[Spatial localization data]
▬▬▬▬▬▬
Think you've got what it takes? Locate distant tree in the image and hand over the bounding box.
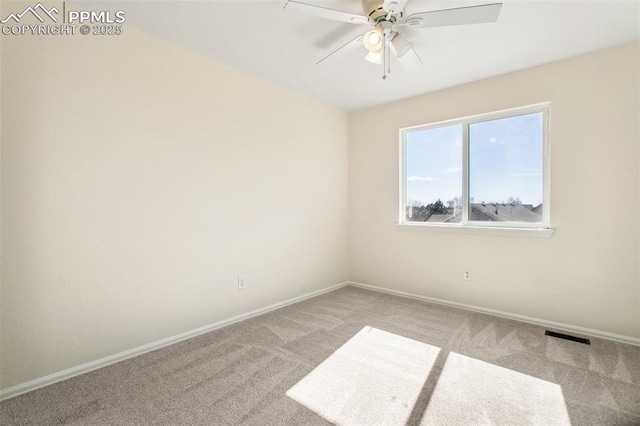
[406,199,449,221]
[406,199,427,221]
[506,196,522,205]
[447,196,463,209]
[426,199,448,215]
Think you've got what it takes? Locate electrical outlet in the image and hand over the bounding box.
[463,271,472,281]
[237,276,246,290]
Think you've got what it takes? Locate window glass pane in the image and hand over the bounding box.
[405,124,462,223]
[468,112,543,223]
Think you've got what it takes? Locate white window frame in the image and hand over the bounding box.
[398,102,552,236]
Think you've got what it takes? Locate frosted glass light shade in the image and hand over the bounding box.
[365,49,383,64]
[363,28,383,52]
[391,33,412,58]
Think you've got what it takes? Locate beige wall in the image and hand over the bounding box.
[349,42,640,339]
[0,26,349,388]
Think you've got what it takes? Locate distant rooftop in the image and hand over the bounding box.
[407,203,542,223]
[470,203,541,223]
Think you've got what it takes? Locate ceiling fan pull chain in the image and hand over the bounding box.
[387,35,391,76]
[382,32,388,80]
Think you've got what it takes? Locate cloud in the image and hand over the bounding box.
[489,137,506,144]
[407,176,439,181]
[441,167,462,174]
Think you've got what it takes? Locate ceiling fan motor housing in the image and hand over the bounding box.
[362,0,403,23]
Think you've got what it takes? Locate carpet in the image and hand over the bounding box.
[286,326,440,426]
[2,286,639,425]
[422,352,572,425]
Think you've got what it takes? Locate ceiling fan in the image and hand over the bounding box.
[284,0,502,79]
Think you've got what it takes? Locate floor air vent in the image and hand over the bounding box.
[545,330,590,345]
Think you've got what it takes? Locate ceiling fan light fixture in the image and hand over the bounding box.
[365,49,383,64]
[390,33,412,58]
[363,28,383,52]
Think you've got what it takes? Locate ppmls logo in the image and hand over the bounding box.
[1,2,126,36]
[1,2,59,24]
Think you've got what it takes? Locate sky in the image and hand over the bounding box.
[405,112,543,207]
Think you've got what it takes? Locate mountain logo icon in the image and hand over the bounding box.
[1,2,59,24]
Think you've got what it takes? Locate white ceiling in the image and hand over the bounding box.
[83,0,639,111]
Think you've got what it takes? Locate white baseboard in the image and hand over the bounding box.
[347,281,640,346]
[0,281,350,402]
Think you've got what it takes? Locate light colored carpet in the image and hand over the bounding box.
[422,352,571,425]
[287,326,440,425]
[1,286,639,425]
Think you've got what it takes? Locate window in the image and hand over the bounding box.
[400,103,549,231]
▬▬▬▬▬▬
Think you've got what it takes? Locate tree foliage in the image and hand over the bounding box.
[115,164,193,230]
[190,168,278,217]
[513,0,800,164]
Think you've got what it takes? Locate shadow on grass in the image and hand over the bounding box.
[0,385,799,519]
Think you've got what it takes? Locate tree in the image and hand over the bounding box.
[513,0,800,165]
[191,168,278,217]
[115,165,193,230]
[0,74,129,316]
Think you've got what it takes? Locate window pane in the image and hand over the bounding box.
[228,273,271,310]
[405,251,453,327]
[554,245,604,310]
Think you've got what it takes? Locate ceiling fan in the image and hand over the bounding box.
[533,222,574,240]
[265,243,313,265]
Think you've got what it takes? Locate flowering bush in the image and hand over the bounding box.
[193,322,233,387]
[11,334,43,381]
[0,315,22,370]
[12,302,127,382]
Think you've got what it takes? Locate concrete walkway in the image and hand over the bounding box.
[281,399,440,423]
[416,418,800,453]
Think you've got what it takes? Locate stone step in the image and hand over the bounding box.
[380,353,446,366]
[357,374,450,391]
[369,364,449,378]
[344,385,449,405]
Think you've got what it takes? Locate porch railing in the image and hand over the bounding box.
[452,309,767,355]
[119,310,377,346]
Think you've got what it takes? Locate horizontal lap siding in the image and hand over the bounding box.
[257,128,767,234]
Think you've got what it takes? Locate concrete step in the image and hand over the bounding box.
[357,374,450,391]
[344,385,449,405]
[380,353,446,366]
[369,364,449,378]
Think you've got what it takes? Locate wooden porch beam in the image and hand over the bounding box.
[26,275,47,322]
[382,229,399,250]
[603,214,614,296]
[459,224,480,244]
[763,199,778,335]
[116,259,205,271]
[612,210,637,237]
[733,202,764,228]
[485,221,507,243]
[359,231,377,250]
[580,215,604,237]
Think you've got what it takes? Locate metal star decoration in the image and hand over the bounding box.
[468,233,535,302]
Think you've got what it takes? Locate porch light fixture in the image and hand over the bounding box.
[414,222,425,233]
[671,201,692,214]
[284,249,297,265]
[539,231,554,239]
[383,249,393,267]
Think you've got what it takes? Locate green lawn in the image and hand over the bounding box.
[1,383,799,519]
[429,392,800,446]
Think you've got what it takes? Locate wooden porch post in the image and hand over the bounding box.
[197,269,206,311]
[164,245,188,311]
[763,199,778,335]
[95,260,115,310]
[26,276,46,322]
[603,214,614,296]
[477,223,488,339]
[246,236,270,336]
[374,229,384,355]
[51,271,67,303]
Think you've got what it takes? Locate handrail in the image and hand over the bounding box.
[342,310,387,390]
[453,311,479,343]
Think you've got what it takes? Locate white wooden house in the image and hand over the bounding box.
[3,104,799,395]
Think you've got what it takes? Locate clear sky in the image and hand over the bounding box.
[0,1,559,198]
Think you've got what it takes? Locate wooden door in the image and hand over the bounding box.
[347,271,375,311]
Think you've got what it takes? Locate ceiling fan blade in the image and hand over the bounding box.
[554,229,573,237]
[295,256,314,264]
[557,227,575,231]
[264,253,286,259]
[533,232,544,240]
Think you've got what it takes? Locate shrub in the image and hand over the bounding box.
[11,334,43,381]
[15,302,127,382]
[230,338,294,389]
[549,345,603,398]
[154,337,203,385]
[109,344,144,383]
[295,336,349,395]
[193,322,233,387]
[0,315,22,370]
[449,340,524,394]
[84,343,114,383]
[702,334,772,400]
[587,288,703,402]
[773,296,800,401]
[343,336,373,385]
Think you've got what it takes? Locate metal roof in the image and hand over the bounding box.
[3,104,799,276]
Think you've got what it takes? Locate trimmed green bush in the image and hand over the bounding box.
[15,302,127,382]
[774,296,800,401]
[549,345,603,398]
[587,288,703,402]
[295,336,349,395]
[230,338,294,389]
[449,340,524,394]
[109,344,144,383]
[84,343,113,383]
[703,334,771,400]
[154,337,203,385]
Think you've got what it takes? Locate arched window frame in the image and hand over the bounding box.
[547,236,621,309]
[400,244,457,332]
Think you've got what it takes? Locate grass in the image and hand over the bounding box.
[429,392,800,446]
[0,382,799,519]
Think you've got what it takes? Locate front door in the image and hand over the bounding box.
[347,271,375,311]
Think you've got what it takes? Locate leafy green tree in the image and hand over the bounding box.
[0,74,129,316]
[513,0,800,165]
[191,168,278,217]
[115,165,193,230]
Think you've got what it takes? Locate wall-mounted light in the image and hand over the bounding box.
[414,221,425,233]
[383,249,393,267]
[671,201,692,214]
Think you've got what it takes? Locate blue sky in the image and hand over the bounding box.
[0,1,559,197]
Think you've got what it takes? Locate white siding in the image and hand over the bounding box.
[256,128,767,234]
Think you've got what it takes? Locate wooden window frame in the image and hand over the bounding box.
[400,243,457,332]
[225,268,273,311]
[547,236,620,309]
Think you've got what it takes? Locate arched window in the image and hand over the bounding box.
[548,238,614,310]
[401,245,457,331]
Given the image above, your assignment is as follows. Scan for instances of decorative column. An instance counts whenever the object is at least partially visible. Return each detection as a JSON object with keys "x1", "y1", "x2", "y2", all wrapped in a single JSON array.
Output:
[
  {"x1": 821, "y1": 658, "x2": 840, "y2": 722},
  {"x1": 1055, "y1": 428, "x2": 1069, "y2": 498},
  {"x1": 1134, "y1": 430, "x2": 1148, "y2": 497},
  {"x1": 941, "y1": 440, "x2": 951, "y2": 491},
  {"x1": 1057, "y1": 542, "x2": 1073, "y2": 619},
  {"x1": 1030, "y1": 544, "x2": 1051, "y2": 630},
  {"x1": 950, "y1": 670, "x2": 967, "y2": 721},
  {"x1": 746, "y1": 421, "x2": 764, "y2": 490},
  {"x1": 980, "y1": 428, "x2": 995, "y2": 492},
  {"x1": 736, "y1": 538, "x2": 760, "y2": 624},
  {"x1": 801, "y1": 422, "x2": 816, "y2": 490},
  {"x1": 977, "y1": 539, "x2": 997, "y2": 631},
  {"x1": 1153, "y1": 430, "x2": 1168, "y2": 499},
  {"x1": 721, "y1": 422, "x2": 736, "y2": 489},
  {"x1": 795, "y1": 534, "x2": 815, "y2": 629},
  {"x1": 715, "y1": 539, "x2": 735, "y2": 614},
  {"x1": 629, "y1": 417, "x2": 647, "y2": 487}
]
▬▬▬▬▬▬
> [WHAT THE TASK ASKS]
The required answer is the exact run of lines above starting at the line with "Think you've got what it takes? Locate trimmed" and ending at the line with "Given the image", with both ends present.

> [RESPONSE BOX]
Think you've got what it takes? Locate trimmed green bush in the image and hand over the bounding box.
[15,302,127,382]
[774,296,800,401]
[549,345,603,398]
[587,288,703,402]
[295,336,349,395]
[230,338,294,389]
[449,340,524,394]
[109,344,144,383]
[84,343,113,383]
[703,334,771,400]
[154,337,203,385]
Think you've got what it takes? Locate arched window frame in the image and hand over the bounding box.
[547,236,621,309]
[400,244,457,332]
Think you've got what it takes? Locate grass in the image and hand over the bounding box.
[429,392,800,446]
[0,382,799,519]
Think you've got what it takes? Locate front door in the image and hand over the bounding box.
[347,271,375,311]
Think you've got what it takes? Locate leafy green tree in the image and hand over the bounding box.
[0,74,129,316]
[513,0,800,165]
[191,168,278,217]
[115,165,193,230]
Think you've got what it takes? Locate wall-mounted light in the image and hand over the bounding box.
[414,221,425,233]
[383,249,393,267]
[671,201,692,214]
Think you've got what it takes? Locate blue sky in the image and hand over the bounding box.
[0,1,559,197]
Think you've got what it takes? Locate white siding in the image and hand over the bounding box.
[256,128,767,234]
Think you've got what it takes? Locate wooden window frame in the image and hand over the bounding box.
[400,243,457,332]
[225,268,273,311]
[547,236,620,309]
Think you've got what it takes? Locate arched window in the image and hand over the bounding box.
[548,238,614,310]
[401,245,457,331]
Given the image above, your assignment is as follows. Scan for instances of decorative column. An instance counts whenever the object is at least partially visible. Return each detection as a JSON object with keys "x1", "y1", "x2", "y2", all wrapped in a single JSON array.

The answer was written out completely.